== Text for analysis ==

When Hayes was up at Primary Children’s hospital we stayed in the area of the hospital that was just for oncology patients. The 4th floor, ICS wing that was completely isolated from the rest of the hospital to keep the cancer patients safe from others sickness and infection. There was no privacy and personal care became of little importance.
There is an odd thing that happens when you go through trials in your life, or at least for me. I immediately felt guilty for taking care of myself. I remember thinking, when Hayes was first diagnosed, that I would never wear makeup again or exercise. What is the point? I didn’t want to look like I cared about myself more than my baby, which couldn’t be farther from the truth. It wasn’t until about round 2 of chemo that I realized I needed to focus on myself as well. In order to be my best and most motivated self for him I needed to feel good about myself. So I started to brush my hair again, wear makeup, actually change out of my pajamas and I began an exercise regime. It made all the difference.
There was a time every night around 9, after Hayes was asleep, I would take my shower bag and head to the bathroom. It was a small little, floor to ceiling tiled room located right next to the nurse’s station. It had a shower stall with a white plastic drape that hung in front of it. One shower for all of the parents of the entire cancer unit. There was usually a line of women, exhausted looks on their faces as they waited for their turn to wash the day off. I would always wait until I was the last person in line so that I could really soak without feeling rushed.
These showers were my spa time. I seriously let myself enjoy it and I spoiled myself. I would turn the heat on as high as I could handle and I would sit in that water for a solid 20 minutes. Oddly enough, this is when I discovered the real beauty of taking care of yourself and the importance of putting yourself first. I discovered some of my favorite things during this time. So I am kicking off my Friday faves with my “hospital spa” favorites.
I have mentioned it before, but at this time, I discovered my love for crude and oil cleansing. I felt like I was completely refreshing my face. For the first time in my life I had clear skin. Plus, I looked younger than I had in a long time! (Use code CRUDESAVANNA for 20% off)
I would usually put a mask on at least once a week. If I broke out I would use this Aztec Secret Healing mask or the YES to tomatoes detoxifying charcoal mask to shrink my pores. And wear these dark circle patches under my eyes.

===

[What you will do]
- A) In the post about self-care during a child's chemotherapy, why did the writer start brushing their hair, wearing makeup, and exercising again? Answer in one to three sentences.
- B) Pick up the post about the "hospital spa" favorites after its last sentence and keep going.

== The data ==

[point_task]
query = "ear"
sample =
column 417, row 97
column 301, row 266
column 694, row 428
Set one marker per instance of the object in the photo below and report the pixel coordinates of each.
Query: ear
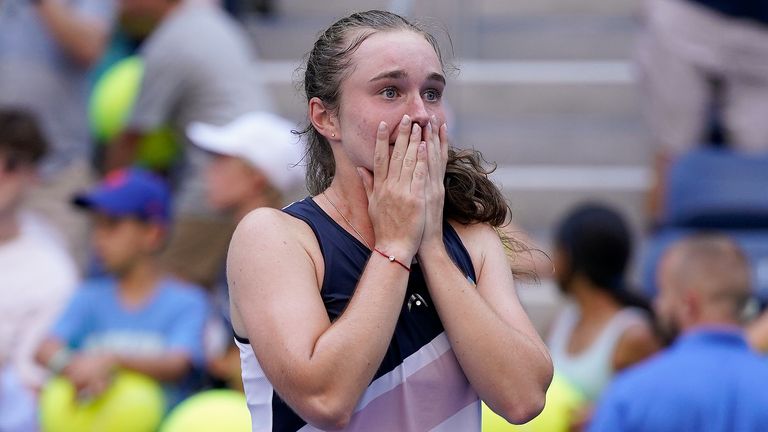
column 692, row 306
column 259, row 180
column 323, row 120
column 155, row 237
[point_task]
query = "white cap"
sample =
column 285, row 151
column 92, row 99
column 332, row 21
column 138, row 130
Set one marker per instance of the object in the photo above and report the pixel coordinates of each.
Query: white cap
column 262, row 139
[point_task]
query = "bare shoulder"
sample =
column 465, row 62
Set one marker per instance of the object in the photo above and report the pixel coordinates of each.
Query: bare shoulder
column 637, row 343
column 269, row 237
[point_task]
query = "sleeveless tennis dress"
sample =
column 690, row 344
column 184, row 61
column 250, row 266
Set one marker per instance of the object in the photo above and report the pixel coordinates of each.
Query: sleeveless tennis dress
column 592, row 369
column 419, row 385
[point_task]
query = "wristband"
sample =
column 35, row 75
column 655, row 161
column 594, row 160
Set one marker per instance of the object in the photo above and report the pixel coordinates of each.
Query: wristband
column 59, row 360
column 392, row 258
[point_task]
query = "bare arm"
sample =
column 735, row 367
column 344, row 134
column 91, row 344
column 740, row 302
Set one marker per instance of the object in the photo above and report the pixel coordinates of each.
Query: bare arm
column 636, row 344
column 495, row 343
column 83, row 366
column 84, row 39
column 322, row 368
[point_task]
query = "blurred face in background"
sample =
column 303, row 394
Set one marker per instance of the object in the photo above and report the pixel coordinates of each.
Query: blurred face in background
column 122, row 243
column 230, row 182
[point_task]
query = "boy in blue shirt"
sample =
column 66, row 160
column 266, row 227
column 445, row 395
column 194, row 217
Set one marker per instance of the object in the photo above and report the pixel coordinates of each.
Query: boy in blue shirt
column 138, row 318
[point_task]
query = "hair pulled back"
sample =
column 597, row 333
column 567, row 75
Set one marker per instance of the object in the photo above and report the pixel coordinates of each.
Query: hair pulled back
column 469, row 195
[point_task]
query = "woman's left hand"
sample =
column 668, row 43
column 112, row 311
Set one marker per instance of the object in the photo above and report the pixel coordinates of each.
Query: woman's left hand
column 436, row 138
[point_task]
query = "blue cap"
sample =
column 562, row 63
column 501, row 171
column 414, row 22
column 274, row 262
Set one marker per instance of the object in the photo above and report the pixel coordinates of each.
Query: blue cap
column 130, row 192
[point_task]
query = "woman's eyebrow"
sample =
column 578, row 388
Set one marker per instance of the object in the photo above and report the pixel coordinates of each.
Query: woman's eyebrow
column 400, row 74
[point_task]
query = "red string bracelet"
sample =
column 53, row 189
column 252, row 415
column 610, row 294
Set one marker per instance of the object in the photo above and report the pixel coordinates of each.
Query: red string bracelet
column 392, row 258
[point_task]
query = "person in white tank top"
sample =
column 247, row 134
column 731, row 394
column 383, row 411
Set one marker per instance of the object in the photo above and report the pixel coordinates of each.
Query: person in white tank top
column 604, row 327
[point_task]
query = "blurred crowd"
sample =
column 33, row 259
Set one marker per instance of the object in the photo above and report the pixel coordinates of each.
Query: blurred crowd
column 135, row 134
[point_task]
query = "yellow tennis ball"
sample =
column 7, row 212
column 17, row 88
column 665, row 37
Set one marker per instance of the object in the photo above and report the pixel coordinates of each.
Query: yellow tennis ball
column 111, row 104
column 132, row 403
column 563, row 400
column 212, row 410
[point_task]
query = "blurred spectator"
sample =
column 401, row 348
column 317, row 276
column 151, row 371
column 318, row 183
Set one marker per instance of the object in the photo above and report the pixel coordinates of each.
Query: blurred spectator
column 698, row 55
column 29, row 298
column 199, row 66
column 254, row 165
column 709, row 380
column 139, row 319
column 46, row 50
column 604, row 327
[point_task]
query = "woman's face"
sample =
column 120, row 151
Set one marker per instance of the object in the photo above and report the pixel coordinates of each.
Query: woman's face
column 392, row 74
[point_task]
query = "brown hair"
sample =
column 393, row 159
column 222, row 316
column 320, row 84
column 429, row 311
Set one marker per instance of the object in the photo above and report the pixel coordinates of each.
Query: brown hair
column 21, row 137
column 470, row 196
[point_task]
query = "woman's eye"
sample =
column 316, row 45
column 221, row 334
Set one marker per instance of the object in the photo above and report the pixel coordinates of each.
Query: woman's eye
column 432, row 95
column 389, row 93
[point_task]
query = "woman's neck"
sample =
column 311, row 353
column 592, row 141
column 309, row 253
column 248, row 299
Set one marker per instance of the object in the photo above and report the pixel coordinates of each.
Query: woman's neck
column 593, row 301
column 137, row 284
column 349, row 205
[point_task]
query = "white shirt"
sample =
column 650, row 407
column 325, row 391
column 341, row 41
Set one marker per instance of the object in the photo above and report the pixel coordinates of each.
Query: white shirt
column 37, row 277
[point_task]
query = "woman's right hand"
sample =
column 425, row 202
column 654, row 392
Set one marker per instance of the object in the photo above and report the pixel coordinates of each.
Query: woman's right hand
column 396, row 190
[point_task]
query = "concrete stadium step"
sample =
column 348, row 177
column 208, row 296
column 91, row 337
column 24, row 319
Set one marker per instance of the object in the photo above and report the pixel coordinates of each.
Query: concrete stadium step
column 493, row 100
column 560, row 37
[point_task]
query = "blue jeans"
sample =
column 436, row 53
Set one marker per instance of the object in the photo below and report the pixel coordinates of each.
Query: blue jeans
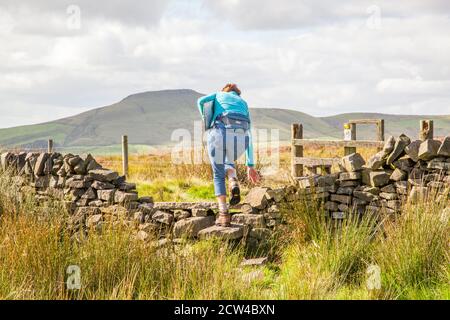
column 225, row 146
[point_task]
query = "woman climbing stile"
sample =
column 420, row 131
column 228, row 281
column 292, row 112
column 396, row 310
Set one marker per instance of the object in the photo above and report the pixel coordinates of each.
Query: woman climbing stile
column 229, row 137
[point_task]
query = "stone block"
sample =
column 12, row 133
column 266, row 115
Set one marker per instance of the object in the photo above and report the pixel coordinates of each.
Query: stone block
column 352, row 162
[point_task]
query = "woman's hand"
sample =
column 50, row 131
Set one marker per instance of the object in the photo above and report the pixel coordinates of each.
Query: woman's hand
column 253, row 175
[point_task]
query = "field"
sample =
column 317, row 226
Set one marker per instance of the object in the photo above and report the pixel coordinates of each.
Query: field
column 308, row 258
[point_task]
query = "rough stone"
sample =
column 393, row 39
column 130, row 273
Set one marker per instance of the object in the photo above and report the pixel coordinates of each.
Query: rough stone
column 106, row 195
column 191, row 226
column 341, row 198
column 103, row 175
column 376, row 161
column 390, row 188
column 399, row 148
column 331, row 206
column 389, row 145
column 255, row 220
column 99, row 185
column 94, row 220
column 40, row 164
column 163, row 217
column 365, row 196
column 338, row 215
column 439, row 165
column 352, row 162
column 260, row 233
column 226, row 233
column 412, row 150
column 418, row 194
column 345, row 190
column 123, row 197
column 389, row 196
column 257, row 197
column 344, row 176
column 444, row 149
column 89, row 194
column 398, row 175
column 429, row 149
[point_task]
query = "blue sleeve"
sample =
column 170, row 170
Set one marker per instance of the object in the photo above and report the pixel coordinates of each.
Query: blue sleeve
column 249, row 152
column 201, row 101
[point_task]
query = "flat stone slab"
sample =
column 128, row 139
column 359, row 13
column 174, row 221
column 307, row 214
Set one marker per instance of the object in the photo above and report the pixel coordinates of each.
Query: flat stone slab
column 226, row 233
column 254, row 262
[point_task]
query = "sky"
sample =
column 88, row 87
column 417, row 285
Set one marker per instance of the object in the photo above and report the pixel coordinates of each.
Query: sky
column 322, row 57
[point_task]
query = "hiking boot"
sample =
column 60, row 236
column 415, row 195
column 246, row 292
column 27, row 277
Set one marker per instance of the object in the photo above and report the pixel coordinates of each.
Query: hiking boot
column 223, row 219
column 235, row 192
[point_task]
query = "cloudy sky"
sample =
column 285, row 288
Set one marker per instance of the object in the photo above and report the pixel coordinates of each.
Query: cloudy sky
column 322, row 57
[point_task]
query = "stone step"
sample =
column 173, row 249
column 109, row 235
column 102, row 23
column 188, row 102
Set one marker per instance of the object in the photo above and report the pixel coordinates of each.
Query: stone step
column 226, row 233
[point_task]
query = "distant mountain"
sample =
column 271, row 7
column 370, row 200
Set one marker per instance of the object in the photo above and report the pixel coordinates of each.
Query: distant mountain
column 149, row 118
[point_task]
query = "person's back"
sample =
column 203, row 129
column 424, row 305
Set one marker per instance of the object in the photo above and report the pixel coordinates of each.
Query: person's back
column 229, row 135
column 230, row 102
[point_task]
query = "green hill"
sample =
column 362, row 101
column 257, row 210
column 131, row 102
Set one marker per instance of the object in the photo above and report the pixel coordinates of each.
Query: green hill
column 149, row 118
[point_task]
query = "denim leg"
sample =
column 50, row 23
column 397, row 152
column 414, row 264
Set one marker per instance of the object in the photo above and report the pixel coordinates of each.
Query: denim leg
column 236, row 144
column 216, row 153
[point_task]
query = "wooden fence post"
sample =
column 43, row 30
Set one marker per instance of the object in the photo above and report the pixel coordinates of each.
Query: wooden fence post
column 426, row 130
column 125, row 155
column 50, row 146
column 296, row 151
column 350, row 150
column 381, row 130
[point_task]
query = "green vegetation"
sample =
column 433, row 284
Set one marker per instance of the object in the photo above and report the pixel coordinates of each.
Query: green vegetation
column 150, row 118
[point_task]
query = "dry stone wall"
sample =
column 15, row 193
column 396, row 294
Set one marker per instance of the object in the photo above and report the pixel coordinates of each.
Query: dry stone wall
column 402, row 171
column 94, row 195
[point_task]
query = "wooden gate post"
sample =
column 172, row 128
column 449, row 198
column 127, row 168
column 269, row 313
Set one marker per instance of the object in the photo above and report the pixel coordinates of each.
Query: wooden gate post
column 350, row 150
column 125, row 155
column 426, row 130
column 50, row 146
column 296, row 151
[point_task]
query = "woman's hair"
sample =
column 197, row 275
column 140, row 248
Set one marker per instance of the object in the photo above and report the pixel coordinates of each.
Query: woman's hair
column 232, row 87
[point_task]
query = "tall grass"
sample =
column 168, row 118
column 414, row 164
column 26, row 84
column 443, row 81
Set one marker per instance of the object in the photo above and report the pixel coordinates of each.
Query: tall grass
column 315, row 258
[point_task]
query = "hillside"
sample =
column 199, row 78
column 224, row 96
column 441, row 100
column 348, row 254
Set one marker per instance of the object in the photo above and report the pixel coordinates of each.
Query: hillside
column 149, row 118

===

[Outputs for the tasks]
- A) Around the second round of chemo, the writer realized that self-care mattered too. To be their best and most motivated self for Hayes, they needed to feel good about themselves.

- B)
One of my favorite moisturizers became the Alina Skin care Pure and Pristine lotion. I am completely obsessed!
I would even try to whiten my teeth while I sat in the water! I wasn’t kidding about spoiling myself! Crest white strips are pretty much the best!
I would usually make my way back to the room feeling refreshed and ready for bed. The hospital room was always freezing to me, so that is when I would get in bed, watch Netflix on my iPad and turn on my heating pad. I am super particular about my heating pads though. Kind of weird admitting that out loud! But, I like when they have a few settings for temperature and when they don’t automatically shut off! I hate waking up in the middle of the night cold so having the heating pad stay on is key!
I would try to get a decent nights sleep, which was usually wishful thinking because first off, I usually got sucked into a Netflix series and couldn’t stop. And secondly, nurses come in the entire night to check the vital signs of your baby. Luckily I am a heavy sleeper, but I have no idea how people who aren’t heavy sleepers made it through! By the time morning rolled around I was dying for something to set off my day in the right direction. The oncology floor has a refrigerator where parents can store food. Breakfast ended up being my one non cafeteria, healthy meal of the day. I was able to do this with the Nutri Bullet. Life changing for a hospital stay. I am not affiliated with them, I just love this and recommend it for any mom whether you are staying at Primary Children’s or not!
To be honest, I probably pampered myself more than I do at home, but it was my time to focus on myself. To feel rejuvenated and feel good. It isn’t the norm to feel pampered while in the hospital but for that time, I let myself have moments for me! I am curious if any one out there has used any of these products or if you have something you like more! I am always on the hunt for the next best thing!